Data in this exercise:
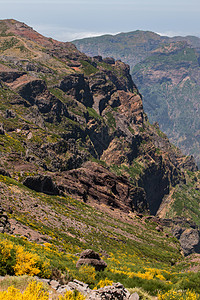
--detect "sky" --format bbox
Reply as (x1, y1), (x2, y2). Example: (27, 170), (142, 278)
(0, 0), (200, 42)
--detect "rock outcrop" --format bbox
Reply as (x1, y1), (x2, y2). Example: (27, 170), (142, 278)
(0, 206), (12, 233)
(161, 218), (200, 256)
(56, 162), (148, 212)
(23, 175), (60, 195)
(37, 278), (139, 300)
(76, 249), (107, 271)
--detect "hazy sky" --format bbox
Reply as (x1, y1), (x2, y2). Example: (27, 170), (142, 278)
(0, 0), (200, 41)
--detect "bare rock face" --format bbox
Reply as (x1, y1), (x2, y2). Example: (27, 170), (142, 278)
(179, 228), (200, 256)
(76, 249), (107, 271)
(56, 162), (148, 212)
(0, 206), (12, 233)
(23, 175), (60, 195)
(161, 218), (200, 256)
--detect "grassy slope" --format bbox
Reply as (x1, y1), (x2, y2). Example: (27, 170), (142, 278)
(0, 21), (200, 294)
(0, 176), (200, 294)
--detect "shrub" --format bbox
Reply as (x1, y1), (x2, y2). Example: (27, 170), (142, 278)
(59, 290), (85, 300)
(0, 281), (49, 300)
(158, 289), (200, 300)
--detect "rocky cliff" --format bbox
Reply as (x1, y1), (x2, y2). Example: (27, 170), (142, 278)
(74, 30), (200, 168)
(0, 20), (196, 218)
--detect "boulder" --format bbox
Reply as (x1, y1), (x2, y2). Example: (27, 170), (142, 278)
(76, 249), (107, 271)
(88, 282), (132, 300)
(0, 168), (11, 177)
(23, 175), (60, 195)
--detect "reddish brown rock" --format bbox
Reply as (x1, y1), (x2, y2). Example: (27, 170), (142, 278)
(76, 249), (107, 271)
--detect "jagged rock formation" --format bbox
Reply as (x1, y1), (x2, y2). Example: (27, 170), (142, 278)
(74, 30), (200, 164)
(0, 206), (12, 233)
(0, 20), (195, 220)
(161, 218), (200, 256)
(23, 175), (60, 195)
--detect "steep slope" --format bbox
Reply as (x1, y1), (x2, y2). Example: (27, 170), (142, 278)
(0, 20), (195, 214)
(74, 31), (200, 164)
(133, 42), (200, 163)
(0, 20), (199, 295)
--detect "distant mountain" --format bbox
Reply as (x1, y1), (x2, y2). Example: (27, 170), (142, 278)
(74, 31), (200, 164)
(0, 20), (200, 299)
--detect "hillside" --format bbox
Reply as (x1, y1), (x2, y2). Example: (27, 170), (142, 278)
(74, 31), (200, 164)
(0, 20), (200, 296)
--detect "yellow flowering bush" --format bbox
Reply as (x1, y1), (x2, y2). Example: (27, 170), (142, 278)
(78, 265), (96, 284)
(158, 290), (200, 300)
(14, 246), (40, 276)
(0, 239), (51, 278)
(0, 281), (49, 300)
(59, 291), (86, 300)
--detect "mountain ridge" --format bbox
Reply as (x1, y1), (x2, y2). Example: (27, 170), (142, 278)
(74, 31), (200, 164)
(0, 20), (200, 295)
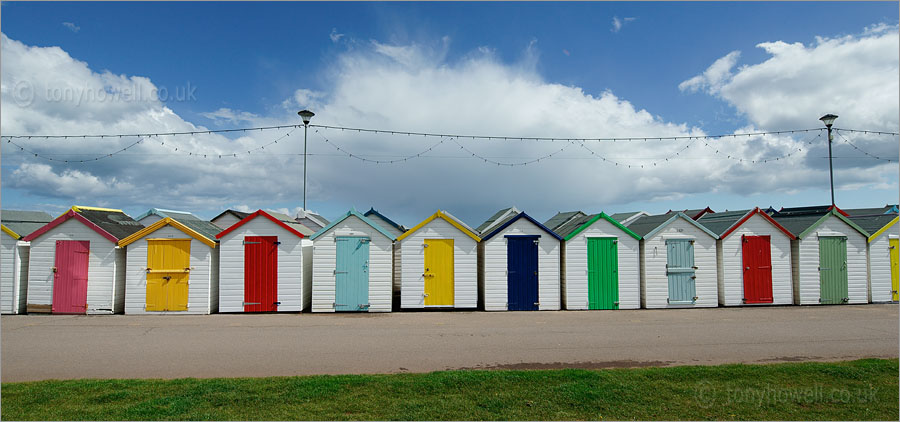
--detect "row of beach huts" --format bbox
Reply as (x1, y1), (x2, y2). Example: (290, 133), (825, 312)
(0, 205), (900, 314)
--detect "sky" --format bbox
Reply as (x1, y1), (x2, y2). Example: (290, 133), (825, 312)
(0, 2), (900, 226)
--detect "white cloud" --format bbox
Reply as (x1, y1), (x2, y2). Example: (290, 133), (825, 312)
(0, 26), (898, 224)
(63, 22), (81, 33)
(328, 28), (344, 43)
(678, 51), (741, 93)
(610, 16), (637, 32)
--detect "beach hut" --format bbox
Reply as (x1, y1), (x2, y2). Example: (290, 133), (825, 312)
(628, 212), (719, 308)
(697, 208), (794, 306)
(610, 211), (650, 227)
(216, 210), (313, 312)
(846, 210), (900, 303)
(134, 208), (203, 227)
(22, 206), (143, 314)
(0, 210), (53, 314)
(209, 210), (250, 230)
(296, 210), (329, 232)
(311, 210), (396, 312)
(478, 207), (562, 311)
(119, 217), (221, 315)
(773, 206), (869, 305)
(666, 207), (715, 221)
(545, 212), (641, 310)
(395, 210), (481, 308)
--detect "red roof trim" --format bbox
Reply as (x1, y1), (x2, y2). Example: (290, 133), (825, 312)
(216, 210), (305, 239)
(22, 210), (119, 243)
(719, 207), (797, 240)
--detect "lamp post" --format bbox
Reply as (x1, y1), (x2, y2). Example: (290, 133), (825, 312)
(297, 110), (316, 211)
(819, 114), (837, 207)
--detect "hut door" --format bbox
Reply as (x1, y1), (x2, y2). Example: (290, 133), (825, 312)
(244, 236), (278, 312)
(423, 239), (453, 306)
(819, 236), (848, 305)
(587, 237), (619, 309)
(666, 239), (697, 305)
(334, 236), (369, 311)
(51, 240), (91, 314)
(146, 239), (191, 311)
(888, 239), (900, 302)
(741, 236), (772, 303)
(506, 236), (539, 311)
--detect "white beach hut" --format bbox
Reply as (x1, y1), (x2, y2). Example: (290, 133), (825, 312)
(216, 210), (313, 312)
(395, 210), (481, 309)
(697, 208), (794, 306)
(772, 206), (869, 305)
(551, 213), (641, 310)
(478, 208), (561, 311)
(0, 210), (53, 314)
(119, 217), (221, 315)
(23, 206), (143, 314)
(628, 212), (719, 308)
(311, 210), (395, 312)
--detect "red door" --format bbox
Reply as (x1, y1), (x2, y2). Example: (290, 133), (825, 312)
(244, 236), (279, 312)
(51, 240), (91, 314)
(741, 236), (772, 303)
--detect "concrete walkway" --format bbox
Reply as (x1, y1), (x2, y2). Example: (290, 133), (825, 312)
(0, 305), (898, 382)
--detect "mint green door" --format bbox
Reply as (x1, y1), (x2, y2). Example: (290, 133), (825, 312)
(819, 236), (849, 305)
(587, 237), (619, 309)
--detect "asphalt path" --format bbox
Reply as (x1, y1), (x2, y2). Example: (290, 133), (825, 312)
(0, 304), (900, 382)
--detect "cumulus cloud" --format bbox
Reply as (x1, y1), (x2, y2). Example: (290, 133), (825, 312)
(610, 16), (637, 32)
(0, 25), (898, 224)
(63, 22), (81, 33)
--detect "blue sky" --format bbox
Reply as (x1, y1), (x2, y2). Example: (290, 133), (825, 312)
(2, 2), (898, 225)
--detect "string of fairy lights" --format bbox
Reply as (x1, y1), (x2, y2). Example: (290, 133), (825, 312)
(0, 124), (900, 169)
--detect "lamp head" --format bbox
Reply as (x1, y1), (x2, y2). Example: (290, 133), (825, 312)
(819, 114), (837, 127)
(297, 110), (316, 125)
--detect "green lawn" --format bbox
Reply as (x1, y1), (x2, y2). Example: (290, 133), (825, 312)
(2, 359), (898, 420)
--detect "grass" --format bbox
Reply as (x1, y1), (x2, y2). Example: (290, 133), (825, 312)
(2, 359), (900, 420)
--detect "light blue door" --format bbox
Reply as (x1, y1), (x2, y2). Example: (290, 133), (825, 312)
(334, 236), (369, 311)
(666, 239), (697, 305)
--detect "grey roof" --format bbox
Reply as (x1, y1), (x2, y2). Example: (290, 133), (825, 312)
(697, 210), (751, 236)
(266, 211), (316, 237)
(209, 210), (250, 221)
(475, 207), (517, 234)
(544, 211), (587, 234)
(844, 210), (897, 235)
(78, 208), (144, 240)
(842, 205), (896, 217)
(628, 214), (673, 238)
(169, 214), (224, 242)
(544, 211), (597, 238)
(609, 211), (643, 223)
(0, 210), (53, 237)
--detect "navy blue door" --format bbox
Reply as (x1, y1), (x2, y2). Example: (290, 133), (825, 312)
(506, 236), (538, 311)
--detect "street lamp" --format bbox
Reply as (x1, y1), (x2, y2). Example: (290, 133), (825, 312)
(819, 114), (837, 207)
(297, 110), (316, 211)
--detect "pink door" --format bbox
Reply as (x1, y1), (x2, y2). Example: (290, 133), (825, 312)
(52, 240), (91, 314)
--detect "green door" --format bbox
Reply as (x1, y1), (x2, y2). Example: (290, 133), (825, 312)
(334, 236), (369, 311)
(666, 239), (697, 305)
(588, 237), (619, 309)
(819, 236), (849, 305)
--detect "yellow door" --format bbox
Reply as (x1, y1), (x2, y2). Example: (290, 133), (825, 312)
(424, 239), (453, 306)
(147, 239), (191, 311)
(888, 239), (900, 301)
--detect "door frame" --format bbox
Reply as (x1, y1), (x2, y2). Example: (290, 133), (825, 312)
(503, 234), (541, 311)
(51, 240), (91, 315)
(422, 237), (456, 308)
(334, 235), (372, 312)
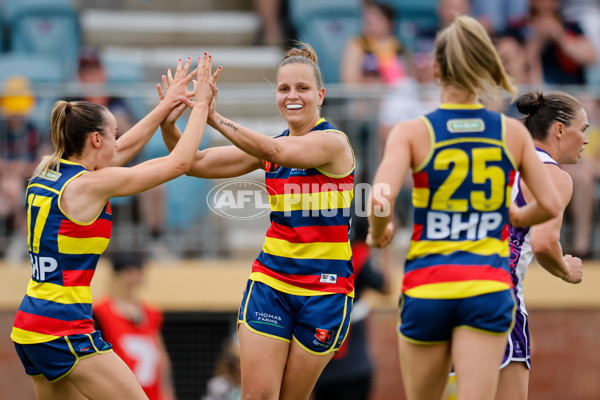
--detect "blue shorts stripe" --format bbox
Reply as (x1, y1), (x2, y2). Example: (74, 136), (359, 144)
(238, 281), (352, 354)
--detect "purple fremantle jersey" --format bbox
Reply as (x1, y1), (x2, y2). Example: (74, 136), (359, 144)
(501, 148), (558, 368)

Short exercise:
Render the items above as a numbered list, starting at the beginning of the items and ending with the line containing "(0, 0), (200, 41)", skipping any blank lines. Leave the pictures out.

Response to this exercise:
1. --detect "sky" --format bbox
2. Reply as (x1, y1), (x2, y2). Example: (27, 170), (142, 278)
3. (0, 0), (200, 42)
4. --detect "rock outcrop" --format bbox
5. Reply as (x1, y1), (x2, y2). Example: (27, 170), (142, 278)
6. (0, 206), (12, 233)
7. (161, 218), (200, 256)
8. (56, 162), (148, 212)
9. (23, 175), (60, 195)
10. (37, 278), (139, 300)
11. (76, 249), (107, 271)
12. --detect "hazy sky" --format bbox
13. Reply as (x1, y1), (x2, y2). Example: (27, 170), (142, 278)
14. (0, 0), (200, 41)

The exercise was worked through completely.